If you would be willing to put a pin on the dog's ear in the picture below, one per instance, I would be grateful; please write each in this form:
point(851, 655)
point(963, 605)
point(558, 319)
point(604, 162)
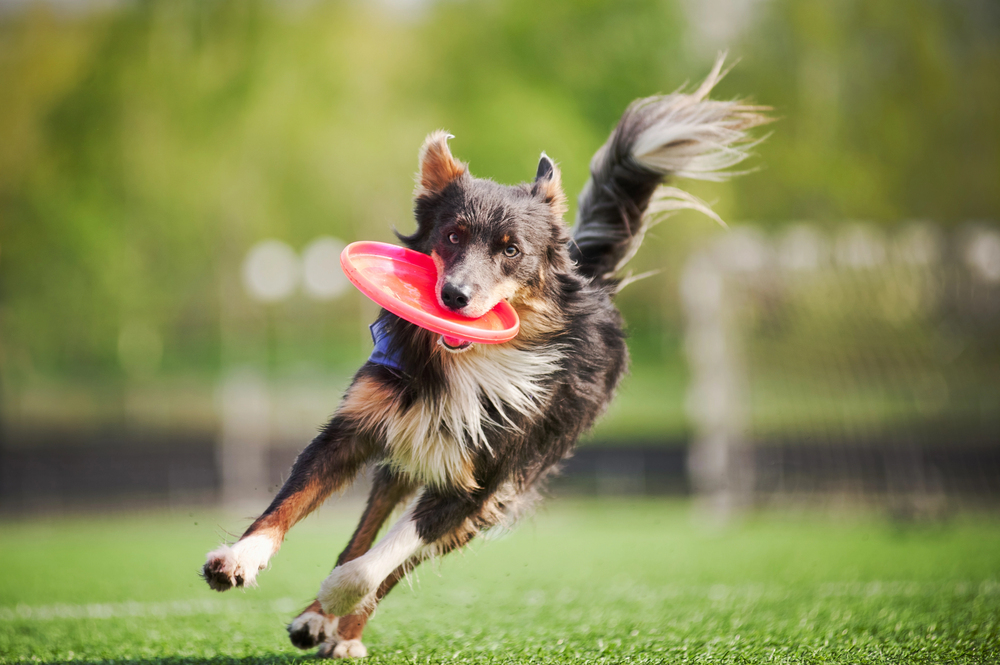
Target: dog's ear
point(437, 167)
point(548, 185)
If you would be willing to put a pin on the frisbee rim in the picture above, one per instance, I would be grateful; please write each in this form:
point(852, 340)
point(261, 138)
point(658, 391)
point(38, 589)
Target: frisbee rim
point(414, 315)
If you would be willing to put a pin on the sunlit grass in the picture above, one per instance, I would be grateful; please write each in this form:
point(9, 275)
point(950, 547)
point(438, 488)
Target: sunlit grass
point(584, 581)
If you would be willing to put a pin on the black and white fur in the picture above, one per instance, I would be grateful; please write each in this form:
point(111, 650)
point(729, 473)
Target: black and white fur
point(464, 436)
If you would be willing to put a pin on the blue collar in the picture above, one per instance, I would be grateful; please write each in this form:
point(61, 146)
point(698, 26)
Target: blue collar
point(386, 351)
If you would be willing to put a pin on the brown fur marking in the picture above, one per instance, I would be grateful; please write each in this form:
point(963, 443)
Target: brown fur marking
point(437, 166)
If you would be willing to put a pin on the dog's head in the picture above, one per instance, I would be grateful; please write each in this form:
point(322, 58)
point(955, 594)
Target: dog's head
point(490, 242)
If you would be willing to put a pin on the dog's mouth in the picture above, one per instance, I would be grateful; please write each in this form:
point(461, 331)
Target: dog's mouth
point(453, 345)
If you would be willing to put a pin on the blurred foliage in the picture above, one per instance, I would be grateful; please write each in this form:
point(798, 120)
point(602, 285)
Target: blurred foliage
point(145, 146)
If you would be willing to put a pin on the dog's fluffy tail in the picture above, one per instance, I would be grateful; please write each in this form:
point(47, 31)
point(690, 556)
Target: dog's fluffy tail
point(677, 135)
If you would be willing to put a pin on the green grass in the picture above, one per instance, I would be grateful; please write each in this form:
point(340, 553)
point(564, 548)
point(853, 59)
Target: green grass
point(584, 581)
....
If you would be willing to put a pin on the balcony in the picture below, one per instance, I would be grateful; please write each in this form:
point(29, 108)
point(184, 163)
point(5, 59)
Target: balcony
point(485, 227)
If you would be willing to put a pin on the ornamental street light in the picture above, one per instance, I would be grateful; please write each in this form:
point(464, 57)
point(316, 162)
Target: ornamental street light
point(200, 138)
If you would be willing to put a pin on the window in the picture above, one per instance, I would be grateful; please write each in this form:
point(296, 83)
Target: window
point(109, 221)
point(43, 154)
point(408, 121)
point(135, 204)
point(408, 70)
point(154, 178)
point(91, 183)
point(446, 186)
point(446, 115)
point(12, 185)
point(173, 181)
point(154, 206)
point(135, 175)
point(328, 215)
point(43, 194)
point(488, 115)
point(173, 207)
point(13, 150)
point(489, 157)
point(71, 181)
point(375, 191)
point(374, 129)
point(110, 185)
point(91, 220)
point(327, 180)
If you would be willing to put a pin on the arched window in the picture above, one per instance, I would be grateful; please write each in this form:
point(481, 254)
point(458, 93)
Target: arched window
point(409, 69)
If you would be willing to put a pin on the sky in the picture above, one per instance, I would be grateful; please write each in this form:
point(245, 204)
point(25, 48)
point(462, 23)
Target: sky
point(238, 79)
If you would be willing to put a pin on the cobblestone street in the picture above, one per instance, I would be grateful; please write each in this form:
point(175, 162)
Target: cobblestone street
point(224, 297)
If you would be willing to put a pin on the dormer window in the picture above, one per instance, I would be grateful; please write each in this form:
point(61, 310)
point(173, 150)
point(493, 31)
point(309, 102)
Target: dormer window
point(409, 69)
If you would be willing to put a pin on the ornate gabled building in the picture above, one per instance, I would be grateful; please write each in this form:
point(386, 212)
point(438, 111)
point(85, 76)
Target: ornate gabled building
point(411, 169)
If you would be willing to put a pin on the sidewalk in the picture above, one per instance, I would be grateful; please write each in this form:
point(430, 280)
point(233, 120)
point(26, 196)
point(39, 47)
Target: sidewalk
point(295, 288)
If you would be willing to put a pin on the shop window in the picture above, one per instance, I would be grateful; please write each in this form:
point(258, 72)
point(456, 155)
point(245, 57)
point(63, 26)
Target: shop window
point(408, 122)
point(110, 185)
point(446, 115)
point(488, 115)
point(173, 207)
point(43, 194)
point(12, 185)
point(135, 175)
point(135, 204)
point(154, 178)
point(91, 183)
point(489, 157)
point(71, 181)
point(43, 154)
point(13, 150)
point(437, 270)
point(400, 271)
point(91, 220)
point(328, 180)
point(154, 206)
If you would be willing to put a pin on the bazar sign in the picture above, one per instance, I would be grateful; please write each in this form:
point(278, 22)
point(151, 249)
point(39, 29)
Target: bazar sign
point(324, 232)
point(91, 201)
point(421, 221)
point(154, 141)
....
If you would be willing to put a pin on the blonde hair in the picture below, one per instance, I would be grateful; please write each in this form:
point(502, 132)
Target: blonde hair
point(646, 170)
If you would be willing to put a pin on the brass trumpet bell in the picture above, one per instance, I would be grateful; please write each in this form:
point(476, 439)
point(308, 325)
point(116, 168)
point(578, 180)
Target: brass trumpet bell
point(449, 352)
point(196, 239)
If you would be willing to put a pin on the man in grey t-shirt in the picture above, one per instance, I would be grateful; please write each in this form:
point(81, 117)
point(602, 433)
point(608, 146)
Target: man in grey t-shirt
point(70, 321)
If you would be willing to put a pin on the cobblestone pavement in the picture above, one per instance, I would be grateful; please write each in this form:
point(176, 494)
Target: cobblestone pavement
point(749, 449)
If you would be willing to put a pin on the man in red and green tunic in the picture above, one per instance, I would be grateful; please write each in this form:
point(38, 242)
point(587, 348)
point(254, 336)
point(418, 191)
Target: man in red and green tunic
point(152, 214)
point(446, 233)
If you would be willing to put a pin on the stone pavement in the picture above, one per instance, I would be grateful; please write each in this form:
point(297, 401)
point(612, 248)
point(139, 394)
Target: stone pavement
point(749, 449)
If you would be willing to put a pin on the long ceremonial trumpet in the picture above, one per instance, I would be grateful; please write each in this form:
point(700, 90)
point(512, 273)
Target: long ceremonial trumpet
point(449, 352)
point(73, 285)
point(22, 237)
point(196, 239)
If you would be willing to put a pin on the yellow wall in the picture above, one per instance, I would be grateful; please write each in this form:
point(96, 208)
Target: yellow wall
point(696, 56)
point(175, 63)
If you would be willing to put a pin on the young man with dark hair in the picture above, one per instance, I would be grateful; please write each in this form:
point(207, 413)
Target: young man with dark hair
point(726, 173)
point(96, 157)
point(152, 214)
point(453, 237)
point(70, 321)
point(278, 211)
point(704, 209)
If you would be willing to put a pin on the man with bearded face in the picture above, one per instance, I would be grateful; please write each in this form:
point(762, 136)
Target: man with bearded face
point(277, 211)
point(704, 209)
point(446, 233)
....
# [DIRECTIONS]
Duplicate the records starting at the line that contains "on the blue" and ending at the line that contains "point(145, 146)", with both of those lines included.

# [ANSWER TO THE TASK]
If you would be willing to put a pin on the blue collar in the picture above, one per instance, I would be grateful; please write each in this form:
point(61, 146)
point(698, 26)
Target: blue collar
point(386, 351)
If you would be willing to put a pin on the brown fur marking in the picture above, one per instance, I would be grateful; please write each in this form:
point(963, 443)
Target: brown fur marking
point(437, 166)
If you would be willing to put a pin on the dog's head in the picture above, one per instance, I would be grateful; please write each in this form:
point(322, 58)
point(955, 594)
Target: dog's head
point(490, 242)
If you would be willing to put a pin on the dog's mouth in the picture above, one per instance, I would be grateful; please write each in this form:
point(461, 331)
Target: dog's mouth
point(453, 345)
If you would be willing to put a pin on the blurred foliage in the picture above, one per instance, I would be grateful; please write each in this form:
point(798, 120)
point(602, 285)
Target: blurred foliage
point(145, 146)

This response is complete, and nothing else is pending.